(What you will do): Print the listing as it stands, omitting all images.

# Start of Provided entries

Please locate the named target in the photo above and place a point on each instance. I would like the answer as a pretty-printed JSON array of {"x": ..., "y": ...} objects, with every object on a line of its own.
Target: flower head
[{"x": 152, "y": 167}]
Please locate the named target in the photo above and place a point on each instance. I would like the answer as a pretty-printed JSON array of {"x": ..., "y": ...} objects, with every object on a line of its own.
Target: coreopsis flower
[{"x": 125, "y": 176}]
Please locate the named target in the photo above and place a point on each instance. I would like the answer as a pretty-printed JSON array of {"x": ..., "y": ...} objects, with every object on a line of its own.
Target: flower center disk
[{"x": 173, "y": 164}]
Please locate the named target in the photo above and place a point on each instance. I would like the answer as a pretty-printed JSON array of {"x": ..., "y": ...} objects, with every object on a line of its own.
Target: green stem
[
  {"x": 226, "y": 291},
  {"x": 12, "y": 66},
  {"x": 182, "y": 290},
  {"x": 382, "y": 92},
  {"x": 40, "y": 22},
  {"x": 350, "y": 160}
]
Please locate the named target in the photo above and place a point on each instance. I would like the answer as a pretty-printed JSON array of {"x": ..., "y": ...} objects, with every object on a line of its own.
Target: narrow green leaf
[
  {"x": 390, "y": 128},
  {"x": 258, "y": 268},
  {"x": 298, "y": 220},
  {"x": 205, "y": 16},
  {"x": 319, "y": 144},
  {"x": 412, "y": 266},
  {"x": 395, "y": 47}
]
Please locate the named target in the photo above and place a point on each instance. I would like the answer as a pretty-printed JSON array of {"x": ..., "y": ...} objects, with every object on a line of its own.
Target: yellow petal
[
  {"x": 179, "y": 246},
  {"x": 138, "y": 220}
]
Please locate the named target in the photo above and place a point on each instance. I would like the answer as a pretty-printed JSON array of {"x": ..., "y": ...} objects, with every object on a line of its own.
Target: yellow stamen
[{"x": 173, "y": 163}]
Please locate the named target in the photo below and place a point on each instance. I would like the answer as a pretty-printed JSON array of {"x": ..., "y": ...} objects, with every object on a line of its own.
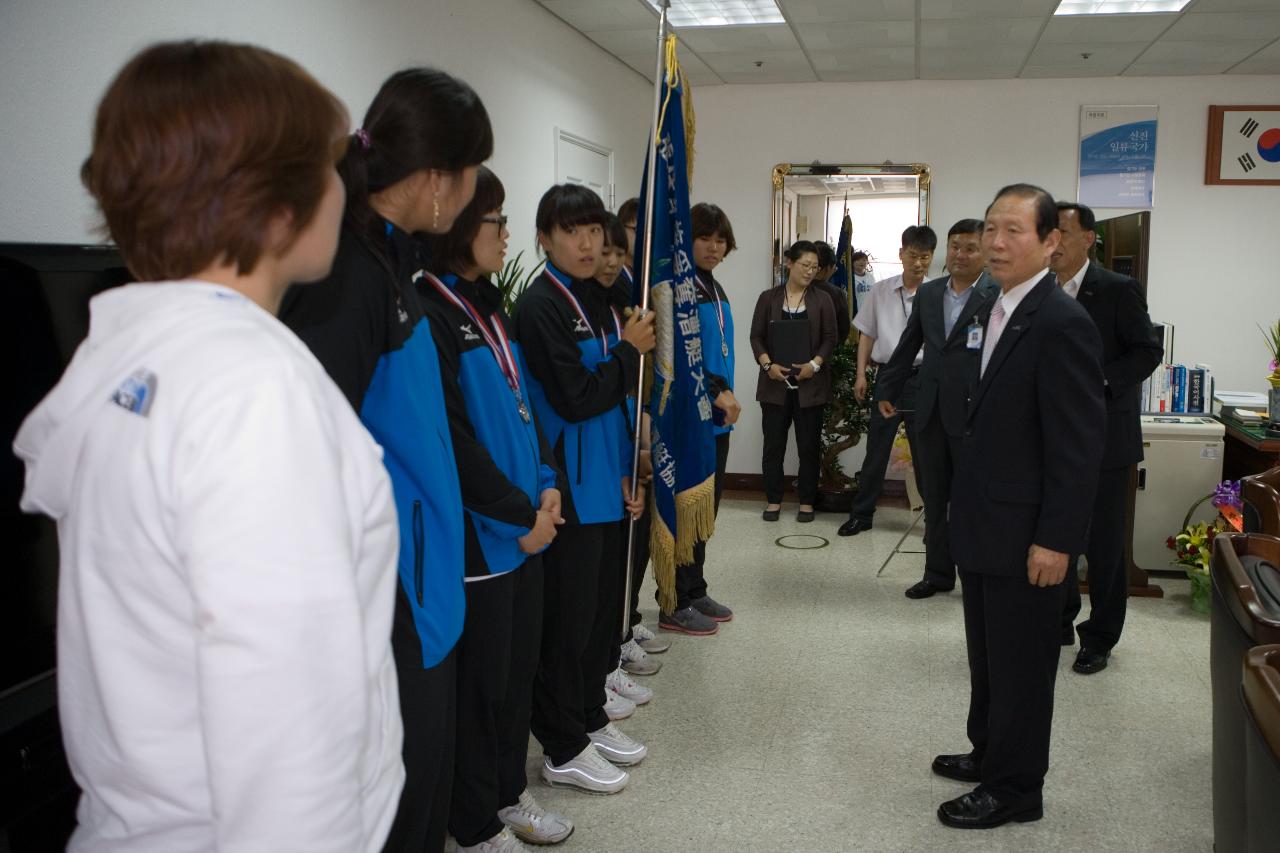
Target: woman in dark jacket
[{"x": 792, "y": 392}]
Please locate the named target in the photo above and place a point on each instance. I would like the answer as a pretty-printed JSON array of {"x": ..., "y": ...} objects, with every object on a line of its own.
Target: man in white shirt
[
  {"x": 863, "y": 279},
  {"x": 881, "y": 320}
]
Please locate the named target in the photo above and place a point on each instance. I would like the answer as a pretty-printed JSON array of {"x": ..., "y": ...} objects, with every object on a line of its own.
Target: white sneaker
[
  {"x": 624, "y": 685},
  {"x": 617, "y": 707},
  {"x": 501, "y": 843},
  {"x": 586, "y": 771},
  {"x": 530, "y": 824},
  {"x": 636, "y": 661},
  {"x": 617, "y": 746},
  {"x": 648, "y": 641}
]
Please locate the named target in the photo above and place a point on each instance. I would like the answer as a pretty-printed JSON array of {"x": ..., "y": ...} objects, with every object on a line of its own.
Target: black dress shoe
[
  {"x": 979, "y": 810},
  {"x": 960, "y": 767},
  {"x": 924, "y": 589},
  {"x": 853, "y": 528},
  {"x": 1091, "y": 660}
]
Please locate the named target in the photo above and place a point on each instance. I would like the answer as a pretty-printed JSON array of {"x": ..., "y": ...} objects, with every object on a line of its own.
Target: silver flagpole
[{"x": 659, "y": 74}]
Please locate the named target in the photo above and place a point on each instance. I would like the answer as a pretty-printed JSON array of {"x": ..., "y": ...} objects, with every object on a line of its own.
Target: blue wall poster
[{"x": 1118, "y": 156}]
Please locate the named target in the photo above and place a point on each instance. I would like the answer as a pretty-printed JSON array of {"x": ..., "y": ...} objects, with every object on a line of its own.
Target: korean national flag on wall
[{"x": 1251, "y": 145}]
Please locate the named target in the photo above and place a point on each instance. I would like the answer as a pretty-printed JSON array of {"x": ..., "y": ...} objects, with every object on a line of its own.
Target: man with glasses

# End of Provided entries

(Solution below):
Please locate the named target in the photo above and place a point on each instance. I would like the answer as a pretty-printed JSON array of {"x": ..., "y": ...} objects, with every object on a line of its own.
Target: flower head
[{"x": 152, "y": 167}]
Please locate the named target in the photo above and place a point on each instance. I would like the answer as a pretty-printed JSON array of {"x": ..., "y": ...} objects, with every object on a line of its own.
Target: coreopsis flower
[{"x": 125, "y": 176}]
Please locate the named target in the photo above and place a point on each instance. I would like the answer as a pretty-printed JSON array of {"x": ..., "y": ...} objects, with every object on a line of its own.
Target: flower center disk
[{"x": 173, "y": 164}]
Please locate the named target in the photo above and place a point on each instance. I would like the answer as a pretty-printed JSON array of {"x": ..., "y": ...} objects, with every object on a line of its own.
Target: green stem
[
  {"x": 226, "y": 291},
  {"x": 12, "y": 66},
  {"x": 182, "y": 290},
  {"x": 382, "y": 92},
  {"x": 40, "y": 22},
  {"x": 350, "y": 160}
]
Please locate the named target in the photo above and place a point on each instance. I would like the answer as a pretty-printed JSON array of {"x": ..., "y": ...} objects, with every object on a line of its own.
Target: narrow green leaf
[
  {"x": 390, "y": 128},
  {"x": 258, "y": 268},
  {"x": 298, "y": 220},
  {"x": 205, "y": 16},
  {"x": 319, "y": 144},
  {"x": 412, "y": 266},
  {"x": 395, "y": 47}
]
Please locate the named target in the photo above and place a point on each instance. I would like the answer as a pretty-printed JSON array of {"x": ..., "y": ...} objects, with every object on a line of its own.
Target: yellow petal
[
  {"x": 179, "y": 246},
  {"x": 138, "y": 220}
]
Please locate the named target in the photo above and place a point on each instance. I would like the answer as a pretty-printed JSON array of {"x": ..., "y": ...} objects, with every object on a line of its own.
Target: yellow stamen
[{"x": 173, "y": 163}]
Please locate the named target in the photo below and place a point on each instance. I would like the answer as a pretty-printed JSON array of {"x": ..., "y": ...} objects, with every object on a line of its own.
Target: woman in dark jacket
[{"x": 792, "y": 392}]
Please locate the named target in the photo above and place a point on each instance. I would like the answer as a pretty-printed JSON array of {"x": ..., "y": ...} objects, with every object on a line of its own.
Target: man in white shirt
[
  {"x": 863, "y": 279},
  {"x": 881, "y": 320}
]
Please locate the named target in the photo above and place a point on each instance. I would like the answer as a pretty-printed JSON array of {"x": ..., "y": ...} objects, with every object on a line of its own.
Target: white sneaker
[
  {"x": 624, "y": 685},
  {"x": 617, "y": 707},
  {"x": 501, "y": 843},
  {"x": 586, "y": 771},
  {"x": 530, "y": 824},
  {"x": 636, "y": 661},
  {"x": 617, "y": 746},
  {"x": 648, "y": 641}
]
Please locate the named target in the photo above and place a point on each instance. I would like the answer as a pretty-printed JSON array of {"x": ..., "y": ...} objects, with every object on a line of its own.
Target: black dress shoe
[
  {"x": 979, "y": 810},
  {"x": 960, "y": 767},
  {"x": 924, "y": 589},
  {"x": 853, "y": 528},
  {"x": 1091, "y": 660}
]
Please locate the named target in the photo above and place a point on each instance. I would like the answer as a pretty-printed JSON array of {"x": ..., "y": ...} objects, with every object on a line of its own.
Target: silver flagpole
[{"x": 659, "y": 74}]
Please locate the named target in the photo above and place a point on each instance. I would like the answer as a pretty-printed JSON array of {"x": ..., "y": ...} objects, with every object on a line of its own.
Target: blue wall poster
[{"x": 1118, "y": 156}]
Please locate the named target in the photo above and place a point on each instance. I would like the answer as a pretty-printed JSON array of {"x": ..., "y": ...} objects, with every object on a line of its own.
Target: korean national flag on wall
[{"x": 1251, "y": 145}]
Please locate the named target in the photo above and place a point on each instance. I would like the answer as a pretty-printed JSON array of {"x": ..., "y": ...} objects, with every object on a line of its own.
Target: man with glasses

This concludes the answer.